*DOCUMENT PASSAGE:*

Taxing fizzy drinks could cut obesity and disease
Fizzy drinks ‘should be taxed at 20 per cent’ (Picture: PA)

Fizzy drinks should be taxed at 20 per cent to cut the number of overweight Britons, a report has suggested.

Imposing such a levy on sugary beverages would reduce the level of obesity by 185,000 and of those considered overweight by 285,000, the study published on bmj.com stated.

While young adults, the largest consumers of fizzy drinks, would benefit most from the tax, the NHS would also save £276million a year, the report’s authors said.

‘Guzzling fizzy drinks is now the daily norm for around 40 per cent of 13-year-olds,’ said Simon Gillespie, of the British Heart Foundation, which helped fund the study.

‘The effects on young people’s health are a major concern. We know that drinks loaded with sugar can affect our weight, increasing the risk of type 2 diabetes and coronary heart disease.

*EXERCISE AIM:* Please pick up the article on taxing fizzy drinks right after its last sentence and continue it.

*RECORD EXTRACTS:*
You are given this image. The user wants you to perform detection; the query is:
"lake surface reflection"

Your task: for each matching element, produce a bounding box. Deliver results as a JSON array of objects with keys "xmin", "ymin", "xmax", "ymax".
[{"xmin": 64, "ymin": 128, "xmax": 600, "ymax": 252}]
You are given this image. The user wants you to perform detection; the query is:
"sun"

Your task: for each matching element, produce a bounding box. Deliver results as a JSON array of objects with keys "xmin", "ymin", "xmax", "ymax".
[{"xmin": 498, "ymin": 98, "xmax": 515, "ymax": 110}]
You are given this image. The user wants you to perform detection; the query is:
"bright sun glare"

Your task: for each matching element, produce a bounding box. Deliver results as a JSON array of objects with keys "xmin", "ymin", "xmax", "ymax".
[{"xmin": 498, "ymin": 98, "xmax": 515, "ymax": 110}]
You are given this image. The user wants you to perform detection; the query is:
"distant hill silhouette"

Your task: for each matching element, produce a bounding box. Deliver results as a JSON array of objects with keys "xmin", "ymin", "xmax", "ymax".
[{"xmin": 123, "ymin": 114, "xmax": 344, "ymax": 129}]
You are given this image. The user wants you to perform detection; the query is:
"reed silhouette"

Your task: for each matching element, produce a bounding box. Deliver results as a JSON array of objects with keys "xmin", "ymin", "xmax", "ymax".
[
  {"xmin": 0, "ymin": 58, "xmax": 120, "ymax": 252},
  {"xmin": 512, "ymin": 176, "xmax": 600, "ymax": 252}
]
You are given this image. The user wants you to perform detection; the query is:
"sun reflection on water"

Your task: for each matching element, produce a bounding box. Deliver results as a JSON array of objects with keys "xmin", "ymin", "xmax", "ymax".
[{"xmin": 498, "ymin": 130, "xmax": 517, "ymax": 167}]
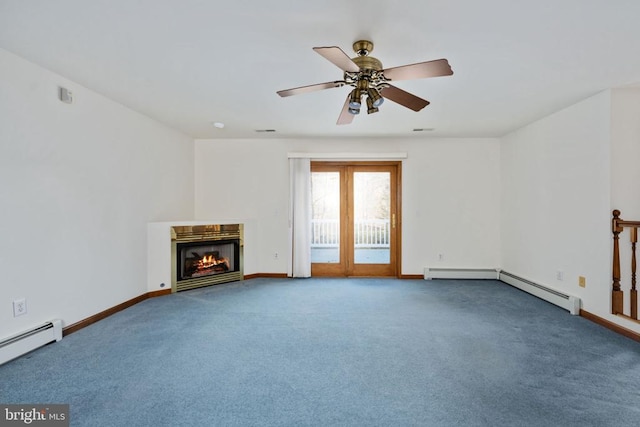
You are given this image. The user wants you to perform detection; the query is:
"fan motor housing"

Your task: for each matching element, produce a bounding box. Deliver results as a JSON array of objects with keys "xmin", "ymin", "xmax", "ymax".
[{"xmin": 352, "ymin": 56, "xmax": 382, "ymax": 71}]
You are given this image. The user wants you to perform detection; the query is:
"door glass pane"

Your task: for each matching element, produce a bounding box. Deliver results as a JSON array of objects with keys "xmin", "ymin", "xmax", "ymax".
[
  {"xmin": 353, "ymin": 172, "xmax": 391, "ymax": 264},
  {"xmin": 311, "ymin": 172, "xmax": 340, "ymax": 263}
]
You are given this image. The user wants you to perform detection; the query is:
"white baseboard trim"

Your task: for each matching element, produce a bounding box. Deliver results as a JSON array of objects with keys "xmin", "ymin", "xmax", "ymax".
[{"xmin": 424, "ymin": 267, "xmax": 500, "ymax": 280}]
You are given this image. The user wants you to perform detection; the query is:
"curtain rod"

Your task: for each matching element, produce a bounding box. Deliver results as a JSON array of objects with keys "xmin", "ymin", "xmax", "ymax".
[{"xmin": 287, "ymin": 152, "xmax": 407, "ymax": 160}]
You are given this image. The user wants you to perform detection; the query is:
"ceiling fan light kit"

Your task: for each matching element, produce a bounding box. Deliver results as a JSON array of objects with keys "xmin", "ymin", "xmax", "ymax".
[{"xmin": 277, "ymin": 40, "xmax": 453, "ymax": 125}]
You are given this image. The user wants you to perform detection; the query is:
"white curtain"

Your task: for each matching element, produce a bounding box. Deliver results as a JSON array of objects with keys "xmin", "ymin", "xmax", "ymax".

*ANSWER:*
‘This research suggests that a health-related food duty, alongside other measures such as the new front-of-pack food labelling scheme, could be an effective way – particularly in young people – to help reduce obesity.’

The report by the universities of Oxford and Reading has been backed by Prof Jason Block, of the Harvard Medical School. He said the 20 per cent levy ‘would be a good start’ as he called on more countries to ‘implement high taxes and measure the results’.

However, Terry Jones, of the Food and Drink Federation, called the proposals ‘over simplistic’ with some ‘obvious limitations’.

‘Many food and drink products are already subject to VAT of 20 per cent in the UK and making them more expensive for people at a time when household budgets are already squeezed is not the answer,’ he said.